Section 702 reauthorization was to be the original focus of the Wednesday hearing. But the day before, an explosive report in the Washington Post was released alleging that President Donald Trump had asked the nation’s top intelligence official, Dan Coats, as well as the head of the National Security Agency, Mike Rogers, to intervene with then-FBI Director Jim Comey to curb the bureau’s investigation into former national security adviser Michael Flynn. As a result, much of the panel’s time was spent grilling the witnesses about the veracity of those claims.


To the members’ visible frustration, all four of the witnesses repeatedly declined to comment on the report. Reactions from the panel ranged from concerned and irritated to outright indignant. The committee’s chairman, Richard Burr (R-NC), summarized the feelings of the panel toward the witnesses at the end of the hearing thusly: “At no time should you be in a position where you come to Congress without an answer. It may be in a different format, but the requirements of our oversight activities and your agencies demand it.” Senator Jack Reed (D-RI) offered his own perspective: “The impression I have is that if you could say that [you weren’t asked to intervene with Comey], you would say that.”

============================================================

Task 1: Decide whether each statement agrees with the hearing passage, answering yes or no and quoting the deciding words: (a) the hearing was first meant to focus on Section 702 reauthorization; (b) three of the four witnesses commented on the report; (c) Richard Burr was the committee's chairman.
Task 2: Please duplicate the part of the hearing passage that opens with the words containing "Section 702 reauthorization" and closes with "of those claims.".

Source data:
============================================================

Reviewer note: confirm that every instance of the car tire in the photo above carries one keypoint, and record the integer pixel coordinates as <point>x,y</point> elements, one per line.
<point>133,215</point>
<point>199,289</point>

============================================================

Answer box 1:
(a) Yes: "Section 702 reauthorization was to be the original focus of the Wednesday hearing."
(b) No: "all four of the witnesses repeatedly declined to comment on the report."
(c) Yes: "The committee’s chairman, Richard Burr (R-NC)"

Answer box 2:
Section 702 reauthorization was to be the original focus of the Wednesday hearing. But the day before, an explosive report in the Washington Post was released alleging that President Donald Trump had asked the nation’s top intelligence official, Dan Coats, as well as the head of the National Security Agency, Mike Rogers, to intervene with then-FBI Director Jim Comey to curb the bureau’s investigation into former national security adviser Michael Flynn. As a result, much of the panel’s time was spent grilling the witnesses about the veracity of those claims.